Two variables need to equal a product

• March 9th 2008, 05:09 AM
No Logic Sense
Two variables need to equal a product
I need to construct a train cart.

The train must have a volume of $1.25 m^3$

As a train cart is on tracks, the width is set to 0.8 meters and cannot change obviously.

That leaves the length and height of the cart to be the only variables we can change:

$(0.8 * a * b)m = 1.25 m^3$

A quick reduction where 0.8 is divided on both sides gives:

$(a * b)m = 1.5625 m^2$

So, now my question is, how do I decide what the two variables (the length and height of the cart) should be?

And there is one more last thing to the question. Since the material for the cart is very expensive, you must use as little material (the surface areal of the cart) as possible. The cart is obviously open at the top of the cart.
• March 9th 2008, 06:24 AM
Moo
Hi,

Calculate the total area of the cart with a,b and 0.8. Then find the minimum...

Am not sure it'll give something, but try
• March 9th 2008, 06:33 AM
earboth
Quote:

Originally Posted by No Logic Sense
I need to construct a train cart.

The train must have a volume of $1.25 m^3$

As a train cart is on tracks, the width is set to 0.8 meters and cannot change obviously.

That leaves the length and height of the cart to be the only variables we can change:

$(0.8 * a * b)m = 1.25 m^3$

A quick reduction where 0.8 is divided on both sides gives:

$(a * b)m = 1.5625 m^2$

So, now my question is, how do I decide what the two variables (the length and height of the cart) should be?

Problems to solve:
(1) Render the records, the stretch from the line containing "Place one keypoint on each instance of the gold" through the end of the records, as a two-column CSV headed ask and response. Use one row per ask, with its coordinates under response, every field quoted and line breaks turned into spaces.
(2) Carry the forum thread about sizing the train cart further, starting after its last line.

Items stored from a collection

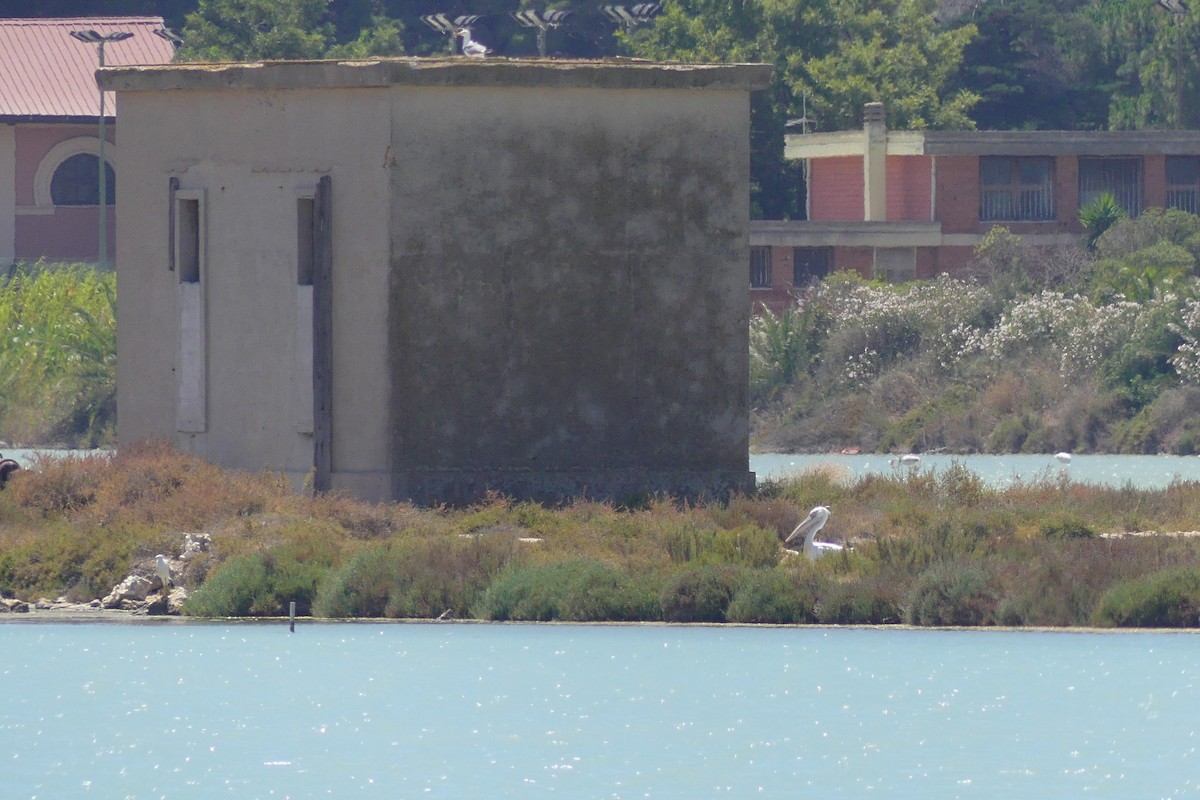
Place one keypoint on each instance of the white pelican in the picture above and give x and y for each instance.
(471, 47)
(163, 569)
(808, 529)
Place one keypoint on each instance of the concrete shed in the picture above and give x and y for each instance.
(429, 278)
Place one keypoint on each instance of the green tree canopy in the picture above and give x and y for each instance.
(245, 30)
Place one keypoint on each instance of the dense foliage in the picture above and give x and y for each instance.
(58, 356)
(1030, 352)
(927, 549)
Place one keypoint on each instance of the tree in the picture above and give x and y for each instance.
(1158, 70)
(1037, 66)
(893, 52)
(250, 30)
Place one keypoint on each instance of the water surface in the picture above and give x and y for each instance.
(461, 710)
(1000, 471)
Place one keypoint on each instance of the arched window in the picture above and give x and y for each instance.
(76, 181)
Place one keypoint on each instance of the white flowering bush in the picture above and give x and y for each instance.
(875, 325)
(1043, 320)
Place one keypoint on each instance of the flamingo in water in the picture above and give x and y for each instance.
(808, 530)
(471, 47)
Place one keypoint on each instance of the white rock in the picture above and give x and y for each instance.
(133, 588)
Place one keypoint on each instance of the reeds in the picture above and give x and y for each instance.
(928, 548)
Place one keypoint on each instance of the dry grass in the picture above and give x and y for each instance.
(1038, 553)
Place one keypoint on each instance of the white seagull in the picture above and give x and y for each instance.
(471, 47)
(163, 569)
(808, 529)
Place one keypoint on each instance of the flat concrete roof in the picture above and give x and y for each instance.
(539, 73)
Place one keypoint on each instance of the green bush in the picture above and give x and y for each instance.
(743, 546)
(579, 590)
(263, 584)
(1062, 527)
(949, 593)
(870, 600)
(414, 577)
(700, 594)
(1165, 599)
(58, 356)
(772, 596)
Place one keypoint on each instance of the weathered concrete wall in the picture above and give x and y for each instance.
(579, 320)
(253, 154)
(539, 270)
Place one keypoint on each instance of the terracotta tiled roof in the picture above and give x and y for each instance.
(47, 73)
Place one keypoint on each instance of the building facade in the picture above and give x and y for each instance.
(913, 204)
(429, 278)
(49, 137)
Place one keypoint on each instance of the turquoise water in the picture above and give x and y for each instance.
(460, 710)
(1141, 471)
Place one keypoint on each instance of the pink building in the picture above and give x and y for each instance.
(49, 138)
(913, 204)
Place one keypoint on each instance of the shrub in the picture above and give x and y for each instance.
(1165, 599)
(580, 590)
(699, 595)
(867, 600)
(414, 577)
(263, 584)
(773, 596)
(743, 546)
(58, 356)
(239, 588)
(949, 593)
(1063, 527)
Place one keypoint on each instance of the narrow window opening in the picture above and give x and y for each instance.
(760, 268)
(306, 240)
(187, 242)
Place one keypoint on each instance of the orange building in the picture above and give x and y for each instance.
(913, 204)
(49, 137)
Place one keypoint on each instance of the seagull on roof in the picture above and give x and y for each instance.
(471, 47)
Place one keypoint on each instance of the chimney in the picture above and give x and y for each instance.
(875, 162)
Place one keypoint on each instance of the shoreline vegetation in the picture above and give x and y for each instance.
(1029, 350)
(928, 549)
(1078, 350)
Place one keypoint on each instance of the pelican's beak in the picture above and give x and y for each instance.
(802, 530)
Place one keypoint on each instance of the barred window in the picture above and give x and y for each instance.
(76, 181)
(1121, 178)
(1183, 182)
(1013, 188)
(810, 264)
(760, 268)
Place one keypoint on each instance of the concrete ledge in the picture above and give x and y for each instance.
(610, 73)
(462, 487)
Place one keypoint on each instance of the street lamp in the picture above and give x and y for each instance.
(91, 37)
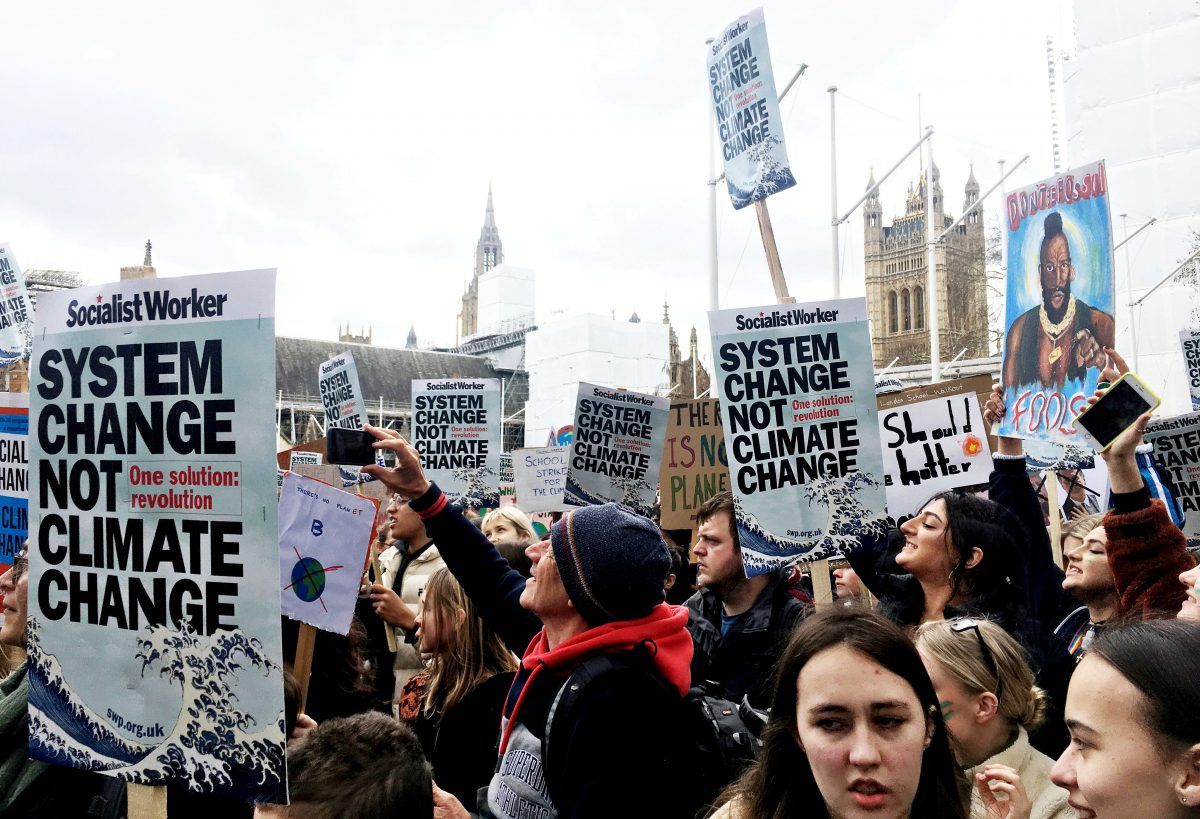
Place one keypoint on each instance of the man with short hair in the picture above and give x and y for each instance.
(593, 609)
(366, 765)
(738, 625)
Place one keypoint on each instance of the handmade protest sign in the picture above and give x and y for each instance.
(695, 466)
(16, 312)
(456, 429)
(540, 478)
(802, 431)
(1060, 302)
(324, 536)
(748, 120)
(1191, 342)
(934, 440)
(345, 408)
(154, 628)
(617, 448)
(1176, 453)
(13, 474)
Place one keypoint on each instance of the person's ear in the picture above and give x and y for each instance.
(1187, 782)
(987, 707)
(973, 559)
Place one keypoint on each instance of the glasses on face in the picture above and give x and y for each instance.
(967, 625)
(1050, 268)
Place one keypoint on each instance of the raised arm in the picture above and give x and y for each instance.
(485, 575)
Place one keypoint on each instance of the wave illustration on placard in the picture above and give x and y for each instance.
(211, 745)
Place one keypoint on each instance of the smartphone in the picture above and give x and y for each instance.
(349, 447)
(1116, 411)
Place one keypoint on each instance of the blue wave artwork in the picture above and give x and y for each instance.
(213, 745)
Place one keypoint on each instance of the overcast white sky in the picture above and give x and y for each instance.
(351, 147)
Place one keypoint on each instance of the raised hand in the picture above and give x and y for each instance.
(407, 477)
(1002, 779)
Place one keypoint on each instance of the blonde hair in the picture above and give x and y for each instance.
(469, 653)
(519, 519)
(959, 652)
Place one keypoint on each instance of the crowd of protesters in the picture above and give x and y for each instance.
(961, 670)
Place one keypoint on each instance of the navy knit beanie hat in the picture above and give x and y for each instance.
(612, 561)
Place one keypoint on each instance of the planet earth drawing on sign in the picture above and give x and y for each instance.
(309, 579)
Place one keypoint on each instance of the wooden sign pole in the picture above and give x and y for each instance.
(768, 244)
(1055, 509)
(822, 591)
(145, 801)
(306, 639)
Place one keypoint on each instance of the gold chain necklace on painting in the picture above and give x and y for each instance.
(1056, 330)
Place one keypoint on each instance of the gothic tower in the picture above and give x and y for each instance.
(489, 252)
(895, 270)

Task results:
(1)
ask,response
"Place one keypoint on each instance of the gold chain necklace on painting in the picture above and give x and y for each instance.","(1056, 330)"
"Place one keypoint on each instance of the gothic tower in the picture above and give x and y for each instance.","(489, 252) (895, 270)"

(2)
And there is one more last thing to the question. Since the material for the cart is very expensive, you must use as little material (the surface areal of the cart) as possible. The cart is obviously open at the top of the cart.

$l \cdot h = \frac{25}{16}~\implies~l = \frac{25}{16h}$

Calculate the surface area:

$s = l\cdot h + 2 \cdot 0.8 \cdot h + 2 \cdot 0.8 \cdot l$

$s = \frac{25}{16} + 1.6 \cdot h + 1.6 \cdot l$ . that means:

$s(h)=\frac{25}{16} + 1.6 \cdot h + 1.6 \cdot \frac{25}{16h}$

You get the extreme(minimum or maximum) value of s(h) if s'(h) = 0. So:

a) Calculate the first derivative of s.
b) Solve the equation s'(h) = 0 for h.
c) Plug in the value of h into the term calculating l.

I've got $l = h = \frac54\ m$
• March 9th 2008, 09:29 AM
No Logic Sense
Thanks for the replies!

There's one thing I think you've done wrong however. I think you used a wrong equation for the surface. I believe it should be like this:

$s = 0.8 * l + 2 * 0.8 * h + 2 * h * l$

As the top of the cart is open, and the top of the carts 2 dimensions are 0.8 * the length, it should be this dimension that doesn't get timed with 2, right?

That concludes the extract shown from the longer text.